Page:
:::

That depends on your needs. As a HTPC, starting with Apollo Lake (Goldmont) the iGPU was upgraded sufficiently that it can decode 4K HEVC. I haven't tested 4K HEVC, personally. But I have played 1080p60 HEVC without a single dropped frame.
I have a Goldmont tablet, 4K HEVC works fine as long as the bitrate doesn't surpass the limits of its eMMC storage, in which case artefacts and stuttering is present. Maybe I should look into replacing it with a SSD if that's even possible.
Even the slowest eMMC storage can do 50MB/s sequential read. There is no way, you have 400Mbps+ HEVC video (and if that is the case, Atom is obviously not for you). The limit must be somewhere else. Most likely it supports hardware HEVC decoding up to some bitrate only and you are hitting this limit.
400Mbps no, but I have some 100+ Mbps videos and most sit around 60 so it can definitely push the eMMC to its limits especially considering it also needs to run the OS processes at the same time.

:::

Stored records:
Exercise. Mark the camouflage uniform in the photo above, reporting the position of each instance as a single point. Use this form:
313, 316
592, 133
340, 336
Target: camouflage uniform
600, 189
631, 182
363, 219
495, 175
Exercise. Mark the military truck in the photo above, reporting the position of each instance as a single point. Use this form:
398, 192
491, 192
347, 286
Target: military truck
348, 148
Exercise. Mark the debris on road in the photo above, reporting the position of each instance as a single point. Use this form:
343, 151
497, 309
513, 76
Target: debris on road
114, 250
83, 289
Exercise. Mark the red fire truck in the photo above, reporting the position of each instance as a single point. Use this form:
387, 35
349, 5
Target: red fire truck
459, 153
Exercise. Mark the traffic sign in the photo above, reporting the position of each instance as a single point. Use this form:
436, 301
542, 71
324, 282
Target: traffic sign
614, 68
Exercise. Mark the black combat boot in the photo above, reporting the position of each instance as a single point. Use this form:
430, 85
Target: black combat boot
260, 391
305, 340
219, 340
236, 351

:::

Problems to solve:
1. Decide whether each statement below agrees with the HEVC thread above, answering yes or no and quoting the deciding words of the thread. (a) Starting with Apollo Lake, the integrated GPU can decode 4K HEVC. (b) The writer of the first post has personally tested 4K HEVC. (c) The Goldmont tablet owner has videos at 400Mbps.
2. According to the HEVC thread, what sequential read speed can even the slowest eMMC storage reach?

Solution set:
1.
(a) Yes: "starting with Apollo Lake (Goldmont) the iGPU was upgraded sufficiently that it can decode 4K HEVC"
(b) No: "I haven't tested 4K HEVC, personally."
(c) No: "400Mbps no, but I have some 100+ Mbps videos"

2. 50MB/s.